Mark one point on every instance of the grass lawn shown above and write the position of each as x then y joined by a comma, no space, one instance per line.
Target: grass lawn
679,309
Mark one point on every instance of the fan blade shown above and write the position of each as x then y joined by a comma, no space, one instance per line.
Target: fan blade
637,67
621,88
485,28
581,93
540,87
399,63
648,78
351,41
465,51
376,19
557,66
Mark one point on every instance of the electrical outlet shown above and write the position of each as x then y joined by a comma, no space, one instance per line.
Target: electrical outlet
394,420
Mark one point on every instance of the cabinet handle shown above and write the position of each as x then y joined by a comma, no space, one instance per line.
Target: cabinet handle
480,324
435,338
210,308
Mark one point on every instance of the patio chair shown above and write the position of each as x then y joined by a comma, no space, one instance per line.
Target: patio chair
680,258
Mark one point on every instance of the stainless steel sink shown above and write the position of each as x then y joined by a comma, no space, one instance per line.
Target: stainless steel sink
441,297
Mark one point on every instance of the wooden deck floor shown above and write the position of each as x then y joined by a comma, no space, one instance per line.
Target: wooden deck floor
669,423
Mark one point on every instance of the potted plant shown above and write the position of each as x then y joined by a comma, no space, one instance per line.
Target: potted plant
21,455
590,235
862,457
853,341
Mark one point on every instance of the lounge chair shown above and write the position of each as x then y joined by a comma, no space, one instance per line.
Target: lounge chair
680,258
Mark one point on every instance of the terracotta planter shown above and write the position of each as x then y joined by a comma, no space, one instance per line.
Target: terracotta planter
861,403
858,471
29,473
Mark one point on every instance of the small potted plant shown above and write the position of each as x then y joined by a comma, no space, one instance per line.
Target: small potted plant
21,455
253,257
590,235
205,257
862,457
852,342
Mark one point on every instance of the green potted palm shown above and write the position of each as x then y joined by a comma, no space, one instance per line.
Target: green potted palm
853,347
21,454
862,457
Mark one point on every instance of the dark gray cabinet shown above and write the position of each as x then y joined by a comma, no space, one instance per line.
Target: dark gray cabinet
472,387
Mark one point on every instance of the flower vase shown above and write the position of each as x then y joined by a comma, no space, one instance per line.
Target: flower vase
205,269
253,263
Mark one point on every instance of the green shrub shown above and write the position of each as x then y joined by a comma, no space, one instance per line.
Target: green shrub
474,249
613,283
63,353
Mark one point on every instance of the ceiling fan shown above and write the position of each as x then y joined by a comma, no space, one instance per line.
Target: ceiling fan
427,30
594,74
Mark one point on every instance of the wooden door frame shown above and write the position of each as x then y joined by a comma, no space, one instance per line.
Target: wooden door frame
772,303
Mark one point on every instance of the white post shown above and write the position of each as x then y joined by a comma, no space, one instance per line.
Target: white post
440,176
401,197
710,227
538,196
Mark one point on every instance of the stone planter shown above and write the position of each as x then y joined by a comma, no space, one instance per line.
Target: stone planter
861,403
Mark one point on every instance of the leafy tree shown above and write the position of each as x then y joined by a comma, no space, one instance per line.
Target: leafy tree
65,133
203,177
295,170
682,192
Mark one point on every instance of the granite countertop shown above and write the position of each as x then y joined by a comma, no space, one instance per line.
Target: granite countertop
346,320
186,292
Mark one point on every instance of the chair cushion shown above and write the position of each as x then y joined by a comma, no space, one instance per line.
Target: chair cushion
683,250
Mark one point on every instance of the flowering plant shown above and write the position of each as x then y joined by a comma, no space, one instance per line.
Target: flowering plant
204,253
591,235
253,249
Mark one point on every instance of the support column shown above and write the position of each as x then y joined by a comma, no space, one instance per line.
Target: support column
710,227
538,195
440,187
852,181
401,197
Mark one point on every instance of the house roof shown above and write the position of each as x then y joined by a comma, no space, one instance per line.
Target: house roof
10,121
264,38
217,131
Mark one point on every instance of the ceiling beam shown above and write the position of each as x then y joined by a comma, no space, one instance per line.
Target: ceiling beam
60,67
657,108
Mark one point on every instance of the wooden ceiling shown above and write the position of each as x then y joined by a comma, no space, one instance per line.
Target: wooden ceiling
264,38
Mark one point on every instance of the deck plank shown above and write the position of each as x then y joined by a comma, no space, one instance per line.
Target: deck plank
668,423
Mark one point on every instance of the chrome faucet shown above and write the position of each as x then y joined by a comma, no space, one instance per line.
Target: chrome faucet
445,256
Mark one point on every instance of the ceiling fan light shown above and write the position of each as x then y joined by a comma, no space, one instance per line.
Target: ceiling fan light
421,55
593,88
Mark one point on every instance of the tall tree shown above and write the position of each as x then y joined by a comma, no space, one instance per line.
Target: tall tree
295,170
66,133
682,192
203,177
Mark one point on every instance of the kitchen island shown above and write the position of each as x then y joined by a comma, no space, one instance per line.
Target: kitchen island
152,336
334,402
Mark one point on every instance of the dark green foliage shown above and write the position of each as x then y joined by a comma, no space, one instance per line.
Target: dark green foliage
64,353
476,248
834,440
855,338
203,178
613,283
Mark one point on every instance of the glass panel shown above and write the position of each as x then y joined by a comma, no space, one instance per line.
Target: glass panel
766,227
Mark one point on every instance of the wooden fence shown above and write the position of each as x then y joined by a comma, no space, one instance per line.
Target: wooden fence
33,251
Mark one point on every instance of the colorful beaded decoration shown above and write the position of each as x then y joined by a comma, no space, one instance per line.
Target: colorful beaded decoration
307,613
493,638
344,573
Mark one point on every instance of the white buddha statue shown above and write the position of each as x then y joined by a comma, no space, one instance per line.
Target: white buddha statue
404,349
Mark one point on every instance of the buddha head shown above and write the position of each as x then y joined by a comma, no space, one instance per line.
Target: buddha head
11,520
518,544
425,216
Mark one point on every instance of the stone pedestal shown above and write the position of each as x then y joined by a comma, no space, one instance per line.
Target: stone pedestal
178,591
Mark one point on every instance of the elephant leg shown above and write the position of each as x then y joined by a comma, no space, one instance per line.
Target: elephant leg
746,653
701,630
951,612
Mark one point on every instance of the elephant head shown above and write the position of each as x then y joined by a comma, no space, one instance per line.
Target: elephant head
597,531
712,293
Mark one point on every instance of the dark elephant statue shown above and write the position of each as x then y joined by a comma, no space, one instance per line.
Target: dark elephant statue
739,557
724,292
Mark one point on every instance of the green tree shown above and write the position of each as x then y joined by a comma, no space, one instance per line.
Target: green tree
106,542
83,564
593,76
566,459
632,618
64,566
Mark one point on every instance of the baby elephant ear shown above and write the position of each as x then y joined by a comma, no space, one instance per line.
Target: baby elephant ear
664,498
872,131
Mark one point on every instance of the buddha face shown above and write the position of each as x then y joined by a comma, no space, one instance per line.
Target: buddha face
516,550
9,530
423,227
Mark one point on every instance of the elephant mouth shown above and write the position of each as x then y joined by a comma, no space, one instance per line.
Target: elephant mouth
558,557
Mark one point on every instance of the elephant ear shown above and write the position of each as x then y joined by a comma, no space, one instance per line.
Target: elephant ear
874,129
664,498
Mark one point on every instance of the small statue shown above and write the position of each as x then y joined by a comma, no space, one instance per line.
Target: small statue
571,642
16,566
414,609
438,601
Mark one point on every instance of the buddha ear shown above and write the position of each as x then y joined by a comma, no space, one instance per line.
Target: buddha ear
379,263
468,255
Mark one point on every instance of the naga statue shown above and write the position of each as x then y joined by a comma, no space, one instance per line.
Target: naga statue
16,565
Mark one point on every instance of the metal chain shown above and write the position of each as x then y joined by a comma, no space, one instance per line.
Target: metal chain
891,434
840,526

TASK TO CARRY OUT:
Your answer must be the full listing, restated word for word.

SOLVED EXERCISE:
Mark one point on every instance of the grass lawn shown above and write the position of each as x then y joined by a comma, no space, one instance per line.
Target: grass lawn
679,309
Mark one point on every instance of the fan blade shown above and write the position of each as x then y joined by a comma, no space, one instance per line.
Target: fan blade
637,67
621,88
485,28
581,93
540,87
399,63
648,78
351,41
465,51
376,19
557,66
Mark one point on every instance of the electrical outlet shown above and write the position of each as x then y joined by a comma, no space, one instance per line.
Target: electrical outlet
394,420
Mark one point on every instance of the cabinet handle shown above and write the position of each as x then y joined by a comma, no space, one instance per line.
Target: cabinet handle
480,324
435,338
210,308
Mark one point on every instance of the patio chair shown above and write the position of each as x then y joined by a comma, no space, one instance per line.
Target: patio chair
680,258
Mark one point on every instance of the stainless steel sink shown above and write the position of each as x then y joined by a comma, no space, one instance per line.
Target: stainless steel sink
441,297
Mark one point on every instance of the wooden deck floor shown above and write the position of each as x then y joined by a comma, no space, one instance per line.
Target: wooden deck floor
669,423
Mark one point on every instance of the potted plant shown above and write the position of each as x then y joined by a comma, no space, one instance per line.
Target: potted plant
21,455
590,235
862,457
853,341
Mark one point on every instance of the lounge chair shown above and write the position of each as x then y joined by a comma, no space, one instance per line.
Target: lounge chair
680,258
Mark one point on every instance of the terracotta planter shown above and write the position of each as x then y joined by a comma, no space, one instance per line.
Target: terracotta planter
861,403
858,471
29,473
Mark one point on every instance of the small potted plant shown above and write the position of each as x then y joined by a comma, no space, one instance per line.
Target: small potted plant
21,455
253,257
590,235
205,257
862,457
852,342
Mark one point on every instance of the green potted palm shown above and write the position of each as x then y joined by a comma, no space, one instance per line.
Target: green potted palm
853,347
21,454
862,457
Mark one point on every instance of the dark gray cabinet shown above and write the position of each as x then y joined by a comma, no space, one instance per line.
Target: dark gray cabinet
472,387
Mark one point on every instance of the flower vase shown above and write the position of each as x then y joined by a comma, no space, one instance per line.
Target: flower vase
205,269
253,263
Mark one point on every instance of the green shrub shown above and write the position of each as x then y joined by a comma, no space, one instance per line.
Target: green shrub
474,249
613,283
63,353
Mark one point on every instance of the ceiling fan shown above and write the position of each as x then y joined by a comma, no space, one instance per line.
Target: ceiling fan
427,30
594,74
Mark one point on every instance of the wooden door frame shown above and write the position of each as x then y joined by a comma, no space, one instance per line.
Target: wooden door frame
772,303
Mark one point on every instance of the white post shown above and write the position of each as x then y joined by a comma, no space, one instance per line.
Target: white post
440,176
401,197
710,227
538,196
Mark one point on every instance of the stone planter shown above and write the position of each as x then y joined by a comma, no space, one instance per line.
Target: stone planter
861,403
Mark one point on every instance of the leafy tree shown above and write the position of each as x then y joined by a comma, no space, one instance per line.
Target: leafy tree
65,133
203,177
295,170
682,192
Mark one point on every instance of the granite countertop shown above and write the position of each as x then y joined by a comma, no space, one instance per line.
Target: granite countertop
346,320
186,292
Mark one point on every instance of the chair cushion shown above and write the position of each as x then y joined by a comma, no space, one instance per line.
Target: chair cushion
683,250
Mark one point on every instance of the flowering plant shown above and write the position of each as x then y joined by a comma, no space, one instance per line.
Target: flowering plant
204,253
591,235
253,249
Mark one point on every instance of the support column shown above and write the position of each as x then y joined by a comma, no space, one instance per line.
Target: support column
710,227
538,195
440,187
852,181
401,197
Mark one point on every instance of the house roof shown above and write the position of each as x then y joined by a comma, no space, one instance per line.
Target: house roof
10,121
264,38
217,131
Mark one point on every instance of the ceiling beam shown above and write the position of each as x then y joined by a comma, no space, one instance per line.
Target: ceiling beam
60,67
657,108
Mark one point on every instance of the wooden ceiling shown above and write the position of each as x then y joined by a comma, no space, one instance per line.
Target: wooden ceiling
264,38
Mark one point on every instance of the deck plank shown above and write the position of each as x then y joined by a comma, no space, one instance per line.
Target: deck plank
668,423
Mark one point on every instance of the chrome faucet shown above and write the position of each as x then y joined by a comma, no space, one instance per line.
Target: chrome faucet
445,256
Mark one point on every instance of the ceiling fan light shown above and write the position of each as x then y joined by a comma, no space, one instance per line.
Target: ceiling fan light
421,55
593,88
Mark one point on every instance of the tall tree shown above and write the position of each as x then y joined by a comma, no space, one instance per line.
Target: tall tree
295,170
66,133
682,192
203,177
Mark one point on every instance of the kitchen island shown above and write the position of each as x then y joined by a comma, no space, one instance per line.
Target: kitchen island
152,336
334,402
Mark one point on every instance of the dark green foliage shown above and write the position of each as x then y joined by a comma, no space, one instance per line.
Target: dark green foliage
64,353
476,248
834,440
855,338
203,178
613,283
Mark one point on every instance of the glass panel shown above and write the position of each as x then y joined by a comma, no space, one instance per line.
Target: glass panel
766,227
Mark one point on every instance of the wooden fence shown above and write the position of each as x then y joined by a comma, no space, one instance per line.
Target: wooden fence
33,251
Mark one point on every instance of the colorful beaded decoration shown above and write the position of each as x then y joined by a comma, no space, one instance per line.
Target: colorful beaded decoration
307,613
493,638
344,573
Mark one point on every instance of the white buddha statue shown above and write the position of each as x then y joined by a comma, no space, one instance per line.
Target: white buddha statue
404,349
Mark one point on every instance of the buddha head shown above and write the position of each as x then y joined by a comma, no space, one instance per line.
Target: buddha head
11,520
518,544
425,216
Mark one point on every instance of the stone pedestal shown above and write the position of each as x then y joined by a comma, no space, one instance per line.
Target: stone pedestal
178,591
Mark one point on every instance of the elephant leg shown above and write the position of each as x then y joined by a comma, no space, one instance per line.
Target: elephant leg
746,653
701,630
951,612
Mark one point on every instance of the elephant head shown above and write the position of each as x then y joined by a comma, no space, one instance per line.
Target: elephant head
597,531
712,293
Mark one point on every instance of the dark elephant statue shown above and write the position of each as x then y joined by a comma, no space, one instance per line.
Target: dark elephant statue
739,557
724,292
Mark one point on every instance of the green tree shown above and write the position of each as x then y joined by a comma, no space, one instance per line.
Target: green tree
106,542
83,564
593,76
566,459
632,618
64,566
Mark one point on every instance of the baby elephant ear shown above and write the position of each as x then y joined by a comma, no space, one instance per line.
Target: baby elephant ear
664,498
872,131
Mark one point on every instance of the buddha face shown above and write the position of each as x then y joined by a comma, no space, one instance per line.
Target: buddha face
516,550
9,530
423,227
Mark one point on every instance of the elephant mouth shown above and write the position of each as x then y joined by a comma, no space, one instance per line.
Target: elephant mouth
558,557
Mark one point on every instance of the elephant ear shown above and write the position of each as x then y joined by a comma, no space, one instance per line.
Target: elephant ear
874,129
664,498
Mark one point on every instance of the small statue shown above and write the position of each as x then y joined by a comma, no space, one instance per line.
Target: small statue
571,642
16,566
414,609
438,601
Mark one point on every instance of the buddha ear shown above and write the position of each as x then y joined by a comma, no space, one instance per line.
Target: buddha ear
379,263
468,255
Mark one point on every instance of the naga statue shown above and write the position of each as x then y joined by a comma, no space, one instance per line.
Target: naga statue
16,565
Mark one point on every instance of the metal chain shown above and write the position of each as x then y joined by a comma, no space, one instance per line.
Target: metal chain
891,434
840,526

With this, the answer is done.